Dataset: Begin

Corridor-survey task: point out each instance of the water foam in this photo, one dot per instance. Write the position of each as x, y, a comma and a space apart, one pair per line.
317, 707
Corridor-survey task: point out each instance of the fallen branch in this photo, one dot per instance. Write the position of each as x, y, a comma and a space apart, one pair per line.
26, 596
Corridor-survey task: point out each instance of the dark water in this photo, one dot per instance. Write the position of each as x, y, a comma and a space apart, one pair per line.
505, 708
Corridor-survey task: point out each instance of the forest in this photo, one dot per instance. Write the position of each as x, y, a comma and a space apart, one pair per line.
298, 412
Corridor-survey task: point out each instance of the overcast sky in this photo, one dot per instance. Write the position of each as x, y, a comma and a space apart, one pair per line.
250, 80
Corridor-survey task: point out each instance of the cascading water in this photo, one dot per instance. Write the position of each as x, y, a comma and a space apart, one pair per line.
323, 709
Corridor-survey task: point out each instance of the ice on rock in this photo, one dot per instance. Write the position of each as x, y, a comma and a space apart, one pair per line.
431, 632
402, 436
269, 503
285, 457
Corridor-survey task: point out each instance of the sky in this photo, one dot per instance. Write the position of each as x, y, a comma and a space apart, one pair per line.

Dataset: End

*The problem*. When you transcribe the records above, keep every line exactly the same.

*Solved problem*.
Corridor-survey task: point out each instance of the water foam in this photo, one dot per instance. Write the position of each as x, y, a comma and a space apart, one pair per line.
317, 707
Corridor-survey task: point out each instance of the fallen branch in this photo, one dot per instance. Write the position of each as x, y, a comma and a space apart, one pair per line.
26, 596
Corridor-survey task: point out each instance of the dark water in this photo, one dot per instance. Write the position of each as x, y, a comma and a space apart, one pair per line.
505, 708
Corridor-survey task: point out each instance of the forest in this photo, one dot per instance. Write the position of each as x, y, a comma and a space apart, one pair per line.
298, 412
Corridor-survey task: point out each instance of the overcast sky in this photo, one dot per instance. Write the position of each as x, y, a comma and a space apart, one pair per line.
250, 80
Corridor-survey task: point out each instance of the cascading water in this photo, one dot per instance. Write the position of each as x, y, a comma and a space apart, one pair per line.
323, 709
Corridor-survey task: point out each instance of the ice on rock in this photo, one dot per instance. Write the position of each as x, y, a comma and a space apart, one pair per line.
431, 632
402, 436
269, 503
285, 457
Corridor-survey task: point out each instance of the sky in this photo, one dot per instance. Write the position of each as x, y, a comma and a space apart, one pair per line.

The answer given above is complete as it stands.